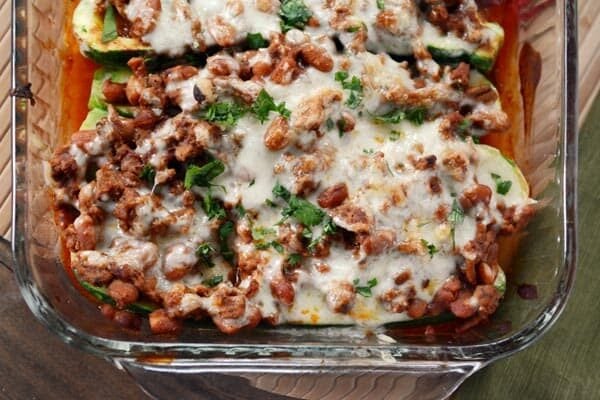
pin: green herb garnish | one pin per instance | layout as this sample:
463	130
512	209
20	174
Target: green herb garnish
365	291
109	30
456	217
240	210
415	115
256	41
431	249
101	293
264	104
293	14
212	207
354	85
502	187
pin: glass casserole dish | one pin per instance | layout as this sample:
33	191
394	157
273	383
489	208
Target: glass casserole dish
306	362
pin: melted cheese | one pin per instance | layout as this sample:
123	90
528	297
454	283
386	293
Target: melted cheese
195	24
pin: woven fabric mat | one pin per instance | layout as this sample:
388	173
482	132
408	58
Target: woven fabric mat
589	75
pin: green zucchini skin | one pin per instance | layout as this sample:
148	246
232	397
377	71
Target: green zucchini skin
88	25
482	58
92	118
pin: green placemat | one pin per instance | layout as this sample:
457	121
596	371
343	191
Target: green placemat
565	363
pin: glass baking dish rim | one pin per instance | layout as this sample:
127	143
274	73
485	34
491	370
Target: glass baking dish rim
485	352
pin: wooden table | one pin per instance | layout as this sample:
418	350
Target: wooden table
35	364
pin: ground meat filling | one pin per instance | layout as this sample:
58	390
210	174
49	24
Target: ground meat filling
291	183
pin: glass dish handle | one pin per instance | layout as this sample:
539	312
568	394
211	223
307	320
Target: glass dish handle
212	381
6	256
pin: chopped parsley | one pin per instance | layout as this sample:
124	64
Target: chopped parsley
264	104
225	231
431	249
354	85
293	14
148	174
456	217
270	203
202	176
205	252
329	227
395	135
260	233
277	246
263	239
212	207
109	29
224	113
240	210
304	211
213	281
415	115
256	41
502	186
365	291
510	160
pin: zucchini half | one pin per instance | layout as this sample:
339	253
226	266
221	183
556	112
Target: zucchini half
116	75
88	27
454	51
94	115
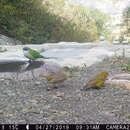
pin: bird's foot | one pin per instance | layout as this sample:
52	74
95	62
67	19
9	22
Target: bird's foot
30	61
52	88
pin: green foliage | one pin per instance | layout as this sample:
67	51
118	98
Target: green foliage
126	17
36	21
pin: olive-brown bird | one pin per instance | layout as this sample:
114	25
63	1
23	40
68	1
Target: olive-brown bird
97	82
54	73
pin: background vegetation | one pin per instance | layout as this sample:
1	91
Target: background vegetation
126	22
36	21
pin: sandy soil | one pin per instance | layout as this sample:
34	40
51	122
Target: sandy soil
28	101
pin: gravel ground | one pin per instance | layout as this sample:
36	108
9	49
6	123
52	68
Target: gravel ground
28	101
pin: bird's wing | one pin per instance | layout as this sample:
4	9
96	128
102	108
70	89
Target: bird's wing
34	53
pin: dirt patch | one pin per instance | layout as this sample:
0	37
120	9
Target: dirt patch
28	101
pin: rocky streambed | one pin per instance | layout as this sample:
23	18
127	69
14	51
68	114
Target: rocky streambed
24	97
28	101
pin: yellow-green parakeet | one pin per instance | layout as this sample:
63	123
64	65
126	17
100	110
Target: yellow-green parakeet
97	81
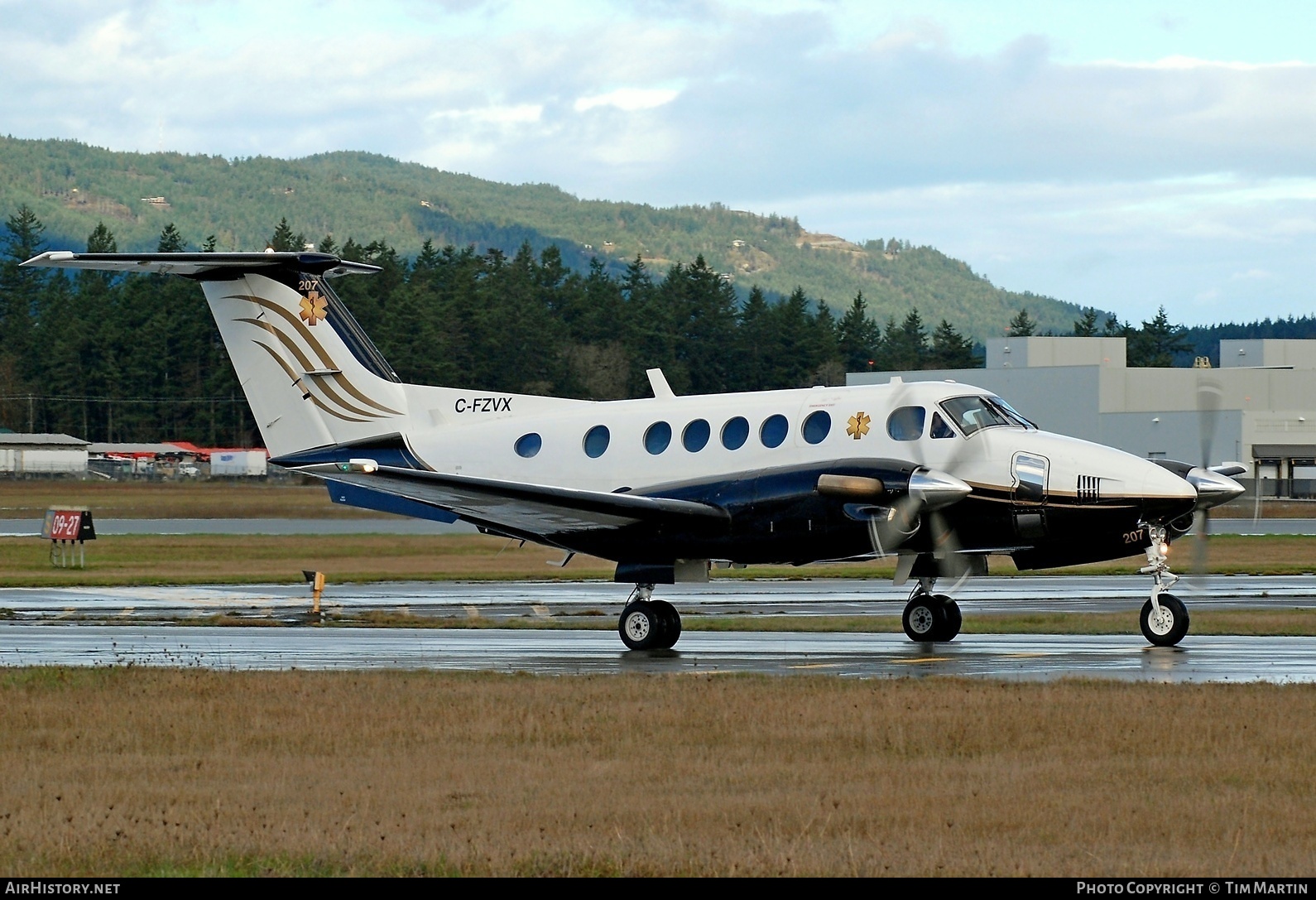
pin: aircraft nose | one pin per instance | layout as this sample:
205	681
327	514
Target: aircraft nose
1213	487
1164	491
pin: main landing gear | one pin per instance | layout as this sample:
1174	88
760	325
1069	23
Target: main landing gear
1164	618
930	618
648	624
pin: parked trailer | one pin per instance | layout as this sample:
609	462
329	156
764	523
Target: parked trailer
243	464
42	455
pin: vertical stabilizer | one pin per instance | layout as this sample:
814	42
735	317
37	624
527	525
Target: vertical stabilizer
308	370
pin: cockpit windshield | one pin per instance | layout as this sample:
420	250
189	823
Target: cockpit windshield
1014	413
974	413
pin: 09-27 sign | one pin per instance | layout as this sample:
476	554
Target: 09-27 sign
69	525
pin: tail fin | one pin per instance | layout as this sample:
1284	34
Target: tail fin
308	370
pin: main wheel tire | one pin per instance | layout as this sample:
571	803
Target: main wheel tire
670	620
640	625
924	618
953	618
1169	628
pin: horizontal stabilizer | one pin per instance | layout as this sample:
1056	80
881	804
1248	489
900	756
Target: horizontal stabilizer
199	263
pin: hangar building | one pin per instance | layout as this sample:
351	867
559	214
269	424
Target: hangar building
1258	408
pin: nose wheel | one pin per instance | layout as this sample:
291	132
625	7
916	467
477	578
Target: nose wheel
1166	623
930	618
1164	618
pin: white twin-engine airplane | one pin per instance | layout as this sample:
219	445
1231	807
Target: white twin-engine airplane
940	474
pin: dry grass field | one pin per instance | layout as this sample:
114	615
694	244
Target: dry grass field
154	772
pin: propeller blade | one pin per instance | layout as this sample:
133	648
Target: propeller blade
901	524
1213	487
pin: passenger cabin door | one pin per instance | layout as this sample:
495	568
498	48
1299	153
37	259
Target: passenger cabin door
1030	495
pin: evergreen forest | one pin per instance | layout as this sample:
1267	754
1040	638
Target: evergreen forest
138	359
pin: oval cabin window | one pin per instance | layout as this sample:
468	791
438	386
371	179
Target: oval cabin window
657	437
695	437
816	426
597	441
773	431
905	422
528	445
735	433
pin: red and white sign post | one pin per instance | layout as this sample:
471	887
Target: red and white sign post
62	528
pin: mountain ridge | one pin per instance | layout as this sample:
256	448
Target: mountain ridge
366	196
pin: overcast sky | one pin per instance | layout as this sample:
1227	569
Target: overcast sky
1117	154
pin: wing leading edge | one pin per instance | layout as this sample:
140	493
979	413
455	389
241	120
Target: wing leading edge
524	509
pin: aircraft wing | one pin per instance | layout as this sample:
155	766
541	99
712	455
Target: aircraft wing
199	263
523	509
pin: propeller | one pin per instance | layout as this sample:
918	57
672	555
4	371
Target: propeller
1208	408
1213	484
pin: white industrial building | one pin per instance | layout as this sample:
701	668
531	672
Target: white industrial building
1257	408
41	455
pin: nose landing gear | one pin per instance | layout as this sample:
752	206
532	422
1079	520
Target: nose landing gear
1164	618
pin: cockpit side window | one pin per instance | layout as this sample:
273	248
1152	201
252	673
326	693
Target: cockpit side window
939	426
905	422
974	413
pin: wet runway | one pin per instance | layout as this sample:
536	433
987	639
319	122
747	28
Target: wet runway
403	525
838	596
573	652
391	525
69	627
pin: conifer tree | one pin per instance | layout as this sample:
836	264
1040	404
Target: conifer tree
1021	325
858	337
1086	325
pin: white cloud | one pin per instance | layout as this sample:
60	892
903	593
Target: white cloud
627	99
1117	183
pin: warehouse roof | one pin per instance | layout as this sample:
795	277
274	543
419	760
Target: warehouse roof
42	440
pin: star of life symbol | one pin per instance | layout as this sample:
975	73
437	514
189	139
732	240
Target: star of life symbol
314	307
858	426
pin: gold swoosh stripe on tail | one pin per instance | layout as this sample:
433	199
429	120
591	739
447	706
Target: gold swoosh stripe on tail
305	364
295	379
315	345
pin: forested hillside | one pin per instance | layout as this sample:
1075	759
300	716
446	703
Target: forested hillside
367	198
138	357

::::

# WHAT YOU ARE ASKED TO DO:
Write the records out again in full, exactly, and skip every picture.

# REPLY:
pin: green herb garnish | one pin per instance | layout as this sample:
463	130
512	209
20	174
Target: green herb garnish
365	291
109	30
456	217
240	210
415	115
256	41
431	249
101	293
264	104
293	14
212	207
354	85
502	187
pin: glass casserole dish | one pin per instance | layout as this sample:
33	191
394	157
273	383
489	208
Target: glass casserole dish
306	362
pin: melted cheese | one pin per instance | layout as this sample:
123	90
528	297
454	283
386	293
Target: melted cheese
195	24
pin: woven fabric mat | one pin per instance | layout as this sample:
388	173
482	132
408	58
Target: woven fabric mat
589	75
pin: green zucchini skin | one pin per instance | layout as this sample:
148	246
232	397
377	71
Target: green zucchini skin
88	25
482	58
92	118
pin: green placemat | one pin per instance | layout as this sample:
457	121
596	371
343	191
Target: green placemat
565	363
pin: glass baking dish rim | one pin per instance | layout as this sample:
127	143
274	73
485	34
491	370
Target: glass baking dish rim
485	352
pin: wooden table | one pin per instance | layout as this sample:
418	350
Target: wooden table
35	364
pin: ground meat filling | one pin per instance | layout as this sample:
58	390
210	174
49	24
Target: ground meat filling
291	183
pin: glass dish handle | one pin per instance | layout as this sample:
539	312
568	394
211	223
307	320
Target: glass dish handle
212	381
6	256
pin: chopped parsley | one pin per instance | layout as this sample:
124	64
Target: chopped parsley
264	104
225	231
431	249
354	85
293	14
148	174
456	217
270	203
202	176
205	252
329	227
395	135
260	233
277	246
263	239
212	207
109	29
224	113
240	210
304	211
213	281
415	115
256	41
502	186
365	291
510	160
pin: zucchini half | one pin per instance | layout as this sample:
339	253
226	266
221	183
556	112
Target: zucchini half
116	75
88	27
454	51
94	115
pin: bird's foot | one pin per instance | layout as this sample:
52	74
95	62
67	19
9	22
Target: bird's foot
30	61
52	88
pin: green foliage | one pin per instance | layout as this sample:
67	51
118	98
Target: green foliage
126	17
36	21
pin: olive-brown bird | one pin per instance | layout as this sample:
114	25
63	1
23	40
68	1
Target: olive-brown bird
97	82
54	73
pin: background vegetation | one pin per instance | layout as this sample:
1	91
Target: background vegetation
126	22
36	21
pin: sandy soil | one pin per instance | layout as this sample:
34	40
51	122
Target: sandy soil
28	101
pin: gravel ground | one pin per instance | layout as this sample:
36	108
9	49
6	123
52	68
Target: gravel ground
28	101
pin: bird's wing | one pin per instance | layout as this sample:
4	9
96	128
102	108
70	89
Target: bird's wing
34	53
pin: dirt patch | one pin per instance | layout as this sample:
0	37
120	9
Target: dirt patch
28	101
pin: rocky streambed | one pin per instance | layout as this sample:
23	18
127	69
14	51
68	114
Target: rocky streambed
24	97
28	101
pin: yellow-green parakeet | one pin per instance | layout as this sample:
63	123
64	65
126	17
100	110
Target: yellow-green parakeet
97	81
pin: aircraft nose | one pin per instance | layout as this sample:
205	681
327	514
Target: aircraft nose
1213	487
1164	491
pin: main landing gear | one pin per instance | layout as this sample:
1174	88
760	325
1069	23
Target: main landing gear
1164	618
930	618
648	624
pin: parked trailer | one pin per instance | layout as this sample:
609	462
329	156
764	523
Target: parked trailer
243	464
42	455
pin: vertical stabilizer | one pin per instance | layout as this sample:
814	42
735	317
37	624
527	525
Target: vertical stabilizer
308	370
pin: cockpit windshield | one pin per instance | layout as this sample:
420	250
189	823
Target: cockpit windshield
1014	413
974	413
pin: 09-27 sign | one pin per instance | layout as this sample:
476	554
Target: 09-27 sign
69	525
pin: tail fin | one pin per instance | layout as this sample:
1284	34
Target: tail fin
308	370
pin: main wheel tire | one pin per instance | layout as this sample:
571	803
Target: main wheel tire
670	620
640	625
924	618
953	618
1169	628
pin: horizontal stabilizer | one pin per instance | layout as this sample:
1056	80
881	804
1248	489
900	756
Target: horizontal stabilizer
199	263
pin: hangar building | one pin per instance | layout as this sample:
351	867
559	214
269	424
Target: hangar building
1258	408
pin: nose wheel | one pin per instance | layout as this sample:
291	132
625	7
916	467
477	578
Target: nose wheel
1166	623
930	618
1164	618
pin: white twin-engine airplane | one pin per instance | layout as this sample:
219	445
1231	807
Target: white twin-engine airplane
940	474
pin: dry grass field | one pin per instance | layout as this sample:
114	615
694	244
Target: dry grass field
154	772
pin: propeller blade | one pin per instance | layout as this sample:
133	648
Target: propeller blade
901	524
1213	487
pin: passenger cabin door | one pin per instance | layout as this sample:
495	568
498	48
1299	153
37	259
Target: passenger cabin door
1030	495
pin: evergreen forest | one pin per instance | layout as this sample:
1267	754
1040	638
Target: evergreen forest
138	359
pin: oval cabin window | one pin per instance | layout as this sample:
468	791
438	386
371	179
Target: oval cabin window
657	437
695	437
816	426
597	441
773	431
905	422
528	445
735	433
pin: red and white sign post | one pin per instance | layout as this sample:
471	887
Target: red and white sign post
62	528
pin: mountain ridge | one pin per instance | layout as this sample:
256	448
Target: mountain ridge
366	196
pin: overcast sky | one pin per instance | layout as this sample:
1227	569
Target: overcast sky
1117	154
pin: wing leading edge | one pin per instance | layout as this sample:
140	493
979	413
455	389
241	120
Target: wing leading edge
524	509
pin: aircraft wing | one pin per instance | layout as this sample:
155	766
541	99
712	455
Target: aircraft wing
199	263
523	509
pin: propeller | one pin per instance | layout as this sample:
918	57
672	555
4	371
Target: propeller
1208	408
1213	484
pin: white industrial building | one pin per instance | layout as this sample:
701	668
531	672
Target: white industrial building
1257	408
41	455
pin: nose landing gear | one pin per instance | layout as this sample:
752	206
532	422
1079	520
Target: nose landing gear
1164	618
pin: cockpit side window | one pin per instance | layout as this sample:
273	248
1152	201
252	673
326	693
Target: cockpit side window
939	426
905	422
974	413
pin: wet runway | one pin per instance | layout as this sample:
536	433
987	639
319	122
747	28
Target: wet runway
403	525
838	596
573	652
391	525
69	627
pin: conifer tree | one pin per instance | layout as this sample:
836	264
1040	404
Target: conifer tree
1021	325
858	337
1086	325
pin: white cloud | one pin per instance | layout as this sample:
60	892
903	593
Target: white cloud
627	99
1117	183
pin: warehouse roof | one pin per instance | layout as this sample:
795	277
274	543
419	760
Target: warehouse roof
42	440
pin: star of life symbol | one pin per instance | layout as this sample:
975	73
437	514
189	139
732	240
Target: star of life symbol
314	307
858	426
pin: gold swoosh stripe on tail | one pin per instance | layout as this sample:
433	199
429	120
591	739
447	706
Target: gold swoosh stripe on tail
305	364
295	379
315	345
pin: forested hillside | one pin per instance | layout as this sample:
1075	759
300	716
446	703
Target: forested hillside
367	198
138	357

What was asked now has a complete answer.